*** Extracted records ***

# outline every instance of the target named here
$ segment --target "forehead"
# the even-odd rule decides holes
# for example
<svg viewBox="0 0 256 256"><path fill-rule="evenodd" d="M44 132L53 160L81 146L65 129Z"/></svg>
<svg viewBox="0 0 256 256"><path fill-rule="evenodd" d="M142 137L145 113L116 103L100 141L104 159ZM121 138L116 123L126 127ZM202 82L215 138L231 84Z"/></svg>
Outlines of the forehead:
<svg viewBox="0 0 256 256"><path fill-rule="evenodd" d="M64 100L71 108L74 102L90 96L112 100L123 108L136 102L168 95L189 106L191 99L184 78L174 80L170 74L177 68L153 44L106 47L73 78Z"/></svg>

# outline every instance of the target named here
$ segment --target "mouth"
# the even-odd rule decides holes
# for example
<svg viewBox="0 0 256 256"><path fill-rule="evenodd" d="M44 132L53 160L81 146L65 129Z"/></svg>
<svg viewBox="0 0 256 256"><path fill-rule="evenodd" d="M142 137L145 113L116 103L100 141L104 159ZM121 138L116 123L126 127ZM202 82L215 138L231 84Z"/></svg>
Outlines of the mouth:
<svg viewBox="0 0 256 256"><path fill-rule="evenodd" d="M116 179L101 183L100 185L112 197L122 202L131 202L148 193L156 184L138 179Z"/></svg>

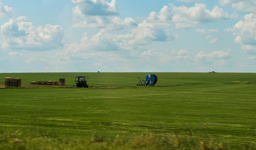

***

▶ Aim of the task
Please render everything from the start of the records down to the line containing "100L71 108L74 102L90" as a numbered list, with that line included and any blank lines left out.

▶ Written solution
1. # outline every instance of the target named here
2. $ segment --target "forehead"
3. # the even-odd rule decides holes
4. # for example
5. <svg viewBox="0 0 256 256"><path fill-rule="evenodd" d="M44 132L53 160L81 146L65 129Z"/></svg>
6. <svg viewBox="0 0 256 256"><path fill-rule="evenodd" d="M142 137L145 113L116 103L100 141L104 159ZM121 138L116 123L126 127ZM202 82L215 138L231 84Z"/></svg>
7. Outlines of the forehead:
8. <svg viewBox="0 0 256 256"><path fill-rule="evenodd" d="M64 100L71 108L74 102L90 96L112 100L123 108L136 102L168 95L189 106L191 99L184 78L174 80L170 74L177 68L153 44L106 47L73 78Z"/></svg>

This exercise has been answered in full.